Problem to solve
Reproduce every line of the listing below word for word, omitting the pictures.

Material for this task
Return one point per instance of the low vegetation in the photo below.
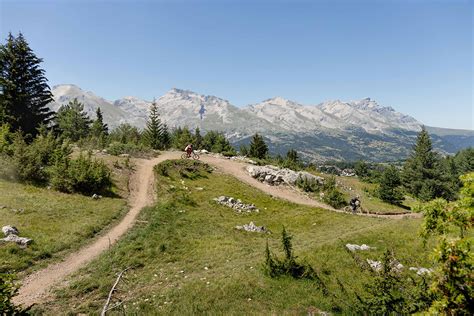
(56, 222)
(187, 257)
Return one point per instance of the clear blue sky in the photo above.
(414, 55)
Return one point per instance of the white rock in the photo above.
(375, 265)
(421, 271)
(353, 247)
(251, 227)
(21, 241)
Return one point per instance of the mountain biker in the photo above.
(189, 150)
(355, 203)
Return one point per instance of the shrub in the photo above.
(83, 175)
(307, 184)
(28, 164)
(334, 198)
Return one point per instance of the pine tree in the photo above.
(389, 190)
(258, 148)
(25, 94)
(153, 131)
(422, 176)
(72, 121)
(99, 129)
(165, 137)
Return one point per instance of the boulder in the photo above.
(9, 230)
(353, 247)
(236, 204)
(96, 196)
(21, 241)
(276, 176)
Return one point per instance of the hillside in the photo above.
(331, 130)
(185, 255)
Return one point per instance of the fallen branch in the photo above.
(112, 290)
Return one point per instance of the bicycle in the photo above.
(193, 155)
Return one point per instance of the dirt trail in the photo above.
(36, 286)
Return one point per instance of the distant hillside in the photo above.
(331, 130)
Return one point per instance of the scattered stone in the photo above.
(251, 227)
(352, 247)
(236, 204)
(421, 271)
(10, 230)
(243, 159)
(275, 176)
(348, 173)
(21, 241)
(96, 196)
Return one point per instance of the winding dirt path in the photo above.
(36, 286)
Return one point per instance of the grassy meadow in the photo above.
(57, 222)
(186, 257)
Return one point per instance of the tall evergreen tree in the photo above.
(72, 121)
(99, 129)
(153, 130)
(24, 91)
(422, 175)
(258, 147)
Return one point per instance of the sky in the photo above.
(413, 55)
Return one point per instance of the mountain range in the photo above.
(336, 130)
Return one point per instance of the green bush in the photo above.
(334, 198)
(83, 175)
(7, 290)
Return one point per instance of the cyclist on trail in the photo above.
(189, 150)
(354, 203)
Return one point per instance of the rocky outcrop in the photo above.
(276, 176)
(236, 204)
(11, 235)
(377, 265)
(251, 227)
(421, 271)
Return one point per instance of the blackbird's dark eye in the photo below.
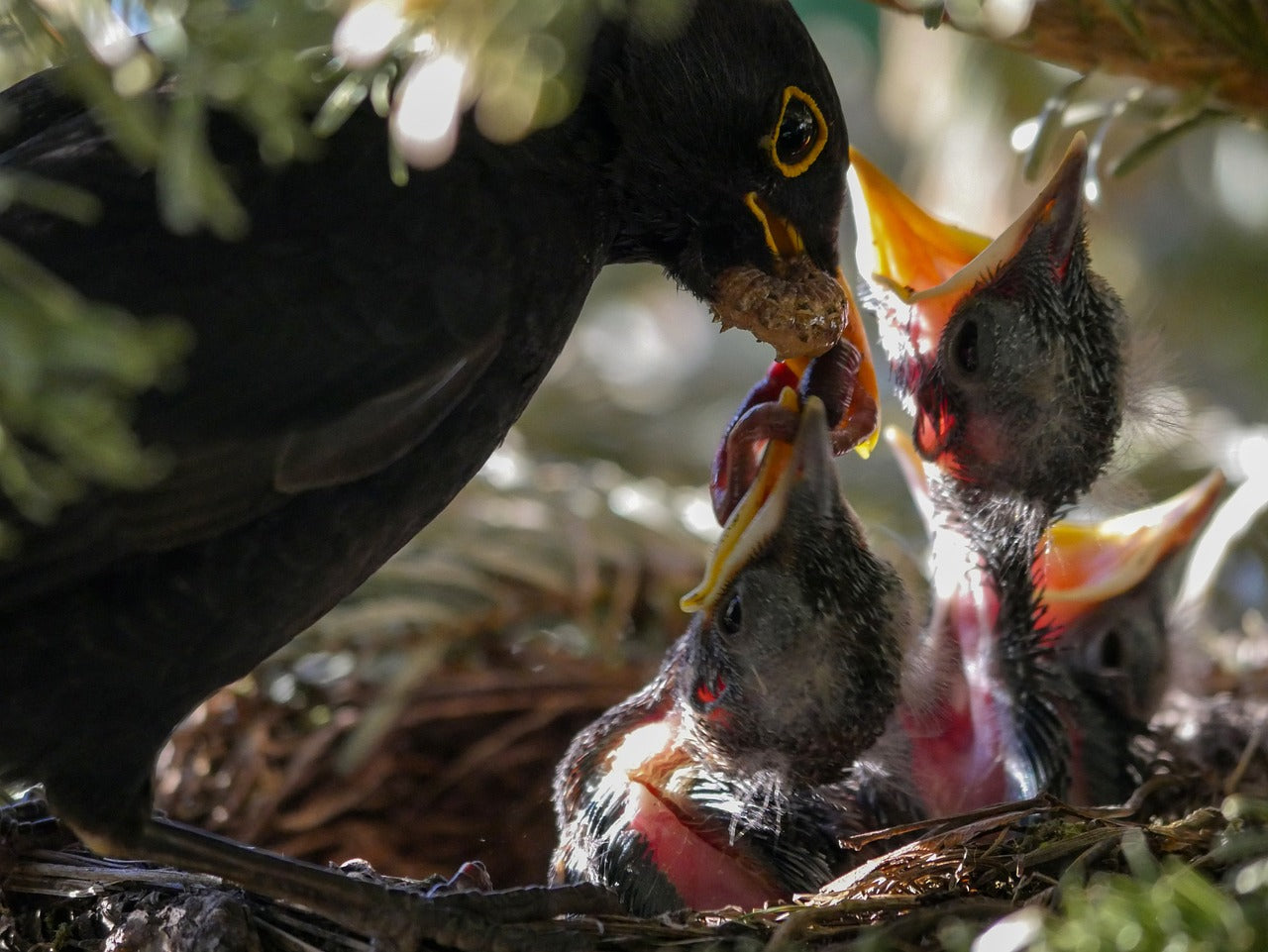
(796, 132)
(973, 346)
(732, 616)
(799, 135)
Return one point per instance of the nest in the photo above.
(417, 726)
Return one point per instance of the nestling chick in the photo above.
(700, 790)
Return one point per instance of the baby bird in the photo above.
(1095, 671)
(701, 789)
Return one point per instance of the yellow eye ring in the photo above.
(793, 136)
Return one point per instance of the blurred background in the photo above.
(417, 725)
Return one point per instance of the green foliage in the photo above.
(1172, 905)
(71, 368)
(68, 370)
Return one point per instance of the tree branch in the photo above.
(1215, 45)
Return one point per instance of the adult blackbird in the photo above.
(1100, 658)
(701, 789)
(357, 359)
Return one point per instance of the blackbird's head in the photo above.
(730, 168)
(792, 666)
(1006, 353)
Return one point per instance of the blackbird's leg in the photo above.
(398, 919)
(28, 824)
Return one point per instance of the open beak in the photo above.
(1083, 566)
(805, 467)
(932, 265)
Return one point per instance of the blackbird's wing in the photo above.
(321, 355)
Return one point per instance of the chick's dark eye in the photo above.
(732, 616)
(1110, 651)
(973, 348)
(796, 132)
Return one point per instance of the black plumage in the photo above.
(356, 361)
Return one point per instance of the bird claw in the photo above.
(28, 824)
(465, 911)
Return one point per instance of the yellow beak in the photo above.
(931, 265)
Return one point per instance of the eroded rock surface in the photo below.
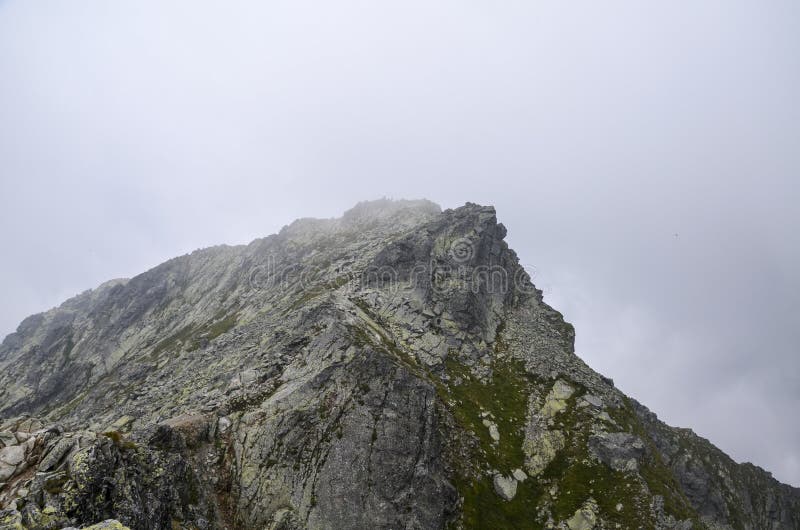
(394, 368)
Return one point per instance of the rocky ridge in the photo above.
(393, 368)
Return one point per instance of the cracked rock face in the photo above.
(393, 368)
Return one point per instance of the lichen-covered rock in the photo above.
(506, 487)
(620, 450)
(394, 368)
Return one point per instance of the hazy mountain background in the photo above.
(645, 158)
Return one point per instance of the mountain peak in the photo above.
(392, 368)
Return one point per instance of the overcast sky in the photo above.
(644, 156)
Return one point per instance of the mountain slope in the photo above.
(394, 368)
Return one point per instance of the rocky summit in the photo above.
(393, 368)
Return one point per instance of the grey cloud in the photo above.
(134, 131)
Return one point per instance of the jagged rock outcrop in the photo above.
(394, 368)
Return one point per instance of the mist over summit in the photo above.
(391, 368)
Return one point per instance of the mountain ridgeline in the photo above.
(391, 369)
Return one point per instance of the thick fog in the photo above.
(644, 156)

Problem solution
Return one point per instance of the low vegetation in the photo below.
(56, 222)
(187, 257)
Return one point per instance of the clear blue sky in the photo above.
(414, 55)
Return one point per instance of the white rock in the photo above.
(375, 265)
(421, 271)
(353, 247)
(251, 227)
(21, 241)
Return one point per instance of the mountain biker in the photo above.
(189, 150)
(355, 203)
Return one point per instance of the shrub in the photo above.
(83, 175)
(307, 184)
(28, 164)
(334, 198)
Return one point per instance of the pine tree in the photo above.
(389, 190)
(258, 148)
(25, 94)
(153, 131)
(422, 176)
(72, 121)
(99, 129)
(165, 137)
Return one point per instance of the boulder in the photo above.
(9, 230)
(353, 247)
(236, 204)
(96, 196)
(21, 241)
(276, 176)
Return one point per instance of the hillside in the photo above.
(331, 130)
(185, 255)
Return one point per instance of the fallen branch in the photo above.
(112, 290)
Return one point per instance of the bicycle in the photo above.
(193, 155)
Return one point per instance of the dirt trail in the photo above.
(36, 286)
Return one point per instance of the distant hillside in the photo above.
(331, 130)
Return one point per instance of the scattered stone in the photo above.
(251, 227)
(352, 247)
(236, 204)
(421, 271)
(10, 230)
(243, 159)
(275, 176)
(348, 173)
(21, 241)
(96, 196)
Return one point per instance of the winding dirt path in the photo above.
(36, 286)
Return one point per instance of the grassy meadow in the photo above.
(57, 222)
(186, 257)
Return one point per instance of the tall evergreen tree in the photo above.
(72, 121)
(99, 129)
(153, 130)
(24, 91)
(422, 175)
(258, 147)
Return one point per instance of the sky in the photo above.
(413, 55)
Return one point per instance of the mountain range in the photo above.
(336, 130)
Return one point per instance of the green bush in the photo above.
(334, 198)
(83, 175)
(7, 290)
Return one point per instance of the cyclist on trail in the photo above.
(189, 150)
(354, 203)
Return one point per instance of the rocky outcrop in the photo above.
(276, 176)
(236, 204)
(11, 235)
(377, 265)
(251, 227)
(421, 271)
Return one point per instance of the blackbird's dark eye in the photo below.
(796, 132)
(973, 346)
(732, 616)
(799, 135)
Return one point per instance of the nest in the photo above.
(417, 726)
Return one point per instance of the nestling chick in the photo above.
(700, 790)
Return one point per instance of the baby bird in the photo above.
(1095, 671)
(701, 789)
Return one point per instance of the yellow eye ring in the photo above.
(793, 136)
Return one point per instance of the blurred background in the photo above.
(417, 725)
Return one point per instance of the green foliage in the photo above.
(1172, 905)
(71, 368)
(68, 370)
Return one point per instance of the tree branch in the photo above.
(1215, 45)
Return one point per instance of the adult blackbird in the photo above.
(1100, 658)
(701, 789)
(357, 359)
Return one point per instance of the blackbird's head in the photo above.
(730, 168)
(792, 666)
(1006, 353)
Return one point per instance of the blackbird's leg in the photo above.
(398, 919)
(28, 824)
Return one point per instance of the open beak in the photo above.
(1083, 566)
(805, 467)
(932, 265)
Return one point per instance of the blackbird's wing in the photo above.
(321, 355)
Return one point per instance of the chick's dark eye in the photo above.
(732, 616)
(1110, 651)
(973, 348)
(796, 132)
Return one point per instance of the black plumage in the photo above.
(356, 361)
Return one point per instance of the bird claw in the photo above.
(28, 824)
(465, 911)
Return one point per instance of the yellow beak in the photo above.
(931, 265)
Return one point per instance of the eroded rock surface in the photo below.
(394, 368)
Return one point per instance of the rocky ridge in the photo above.
(393, 368)
Return one point per instance of the cracked rock face in the photo above.
(393, 368)
Return one point per instance of the lichen-covered rock in the photo above.
(506, 487)
(620, 450)
(394, 368)
Return one point per instance of the hazy mountain background in the photo above.
(645, 158)
Return one point per instance of the mountain peak in the photo above.
(392, 368)
Return one point per instance of the overcast sky in the photo above.
(644, 156)
Return one point per instance of the mountain slope in the photo above.
(394, 368)
Return one point per instance of the rocky summit in the photo above.
(393, 368)
Return one point per instance of the grey cloud in the photo above.
(134, 131)
Return one point per instance of the jagged rock outcrop in the photo above.
(394, 368)
Return one point per instance of the mist over summit in the photo above.
(391, 368)
Return one point per instance of the mountain ridgeline in the photo above.
(391, 369)
Return one point per instance of the thick fog in the photo above.
(644, 156)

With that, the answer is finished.